===== PAGE
Thinking Out Loud with Jim Clemmer

Reprinted with permission from HR.com

Jim Clemmer on Leveraging the Leadership Team

Jim Clemmer has over two decades of experience in the world of human resources. He was co-founder of the training and consulting company, The Achieve Group, which was purchased by Zenger Miller and today is part of AchieveGlobal before moving on to consulting, speaking and writing.

Clemmer sees the leadership team as being the lynchpin of successful cultural change.
David Creelman spoke to Mr. Clemmer.

David Creelman (DC) – Let’s start with your hypothesis that the leadership team is the core of the culture. A lot of people think the CEO is the most important element, other people talk about the importance of middle management, and still others talk about the frontline workers. What makes you think that of those different categories, the top management team is really the one that drives the culture?
Jim Clemmer (JC) – Those are all important factors but I think of it as a series of concentric rings with the leadership team at the center and the culture rippling out from that center. Managers often talk about culture—which is an interesting phrase that needs to be probed further—but I think of culture as ‘the way we do things.’ When you’re looking at how to change the way people do things, whether it’s to focus more on customers or execute better, too often the management team is trying to get others to behave in a way that is inconsistent with their own behavior. That’s why you need to focus on the leadership team if you want to change the culture.
==========
===== SOURCE MATERIAL
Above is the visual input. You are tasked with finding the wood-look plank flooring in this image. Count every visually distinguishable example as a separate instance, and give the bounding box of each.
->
==========
- [WHAT TO WORK ON] From the Jim Clemmer interview, list every company the introduction names in describing his career.

- [SOLUTION FOR THIS PROBLEM]
- The Achieve Group
- Zenger Miller
- AchieveGlobal